Dressing Up Fiscal Drag

Published in Investing on 22 December 2009

A lack of inflationary increases means we'll all be paying more tax.

Now I know it's pantomime season, but don't worry, this article does not concern itself with the extra-curricular activities of the Chancellor -- the idea of Alistair Darling in fishnets, false eyelashes and frills is not most people's idea of a Christmas Cracker!

The concept of fiscal drag relates to the adverse interaction of tax and inflation, and specifically where, even though no specific action is taken by the taxing authority or the individual, the individual ends up paying more tax or his net income ends up buying less.

The current economic downturn, leading to negative inflation rates, has brought the concept into sharper focus, confirmed and exacerbated by some of the Pre-Budget report announcements earlier this month.

The impact of inflation

In the tax world, the retail prices index (RPI) figure for the end of September is used when determining inflationary increases for the following tax year; thus for 2010/11 the relevant figure is September 2009.

Given that things haven't been going all that well recently -- even Mr Darling conceded that "the first half of this year saw a sharper deterioration than had been expected… here in the UK" -- the RPI figure for September 2009 was actually negative at -1.4%. 

Now whilst the Government is not actually bah humbug enough to start taking allowances and index-linked benefits away from the tax paying public, it does mean that these things will not be increased for 2010/11. So what exactly are we talking about?

Tax Allowances and Tax Rate Bands

The current personal allowance of £6,475 will be frozen at that level. The Chancellor does have the power to increase allowances to whatever level he chooses, but in the absence of any contrary provisions, an inflationary increase is automatic.

This means that, for 2010/11, when inflation is expected to increase prices by between 1 and 1.5 per cent according to the Chancellor's own estimations, taxpayers will have the same amount of net income but will be paying more for things, making us feel poorer. Thanks Darling.

STORED DATA →
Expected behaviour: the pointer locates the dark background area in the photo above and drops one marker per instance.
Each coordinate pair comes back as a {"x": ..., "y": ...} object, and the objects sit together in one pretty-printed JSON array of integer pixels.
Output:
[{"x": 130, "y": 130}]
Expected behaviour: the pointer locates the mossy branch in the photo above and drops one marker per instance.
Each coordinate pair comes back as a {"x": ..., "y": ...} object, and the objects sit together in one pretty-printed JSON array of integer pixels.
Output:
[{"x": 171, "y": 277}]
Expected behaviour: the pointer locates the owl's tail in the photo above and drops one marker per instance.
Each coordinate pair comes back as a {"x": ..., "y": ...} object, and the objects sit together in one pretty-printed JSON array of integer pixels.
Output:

THE PROBLEM → Write out the part of the fiscal drag article starting with "In the tax world, the" and going on through "is September 2009.". Rely on the fiscal drag article by itself and nothing else.

ANSWER TO THIS TASK →
In the tax world, the retail prices index (RPI) figure for the end of September is used when determining inflationary increases for the following tax year; thus for 2010/11 the relevant figure is September 2009.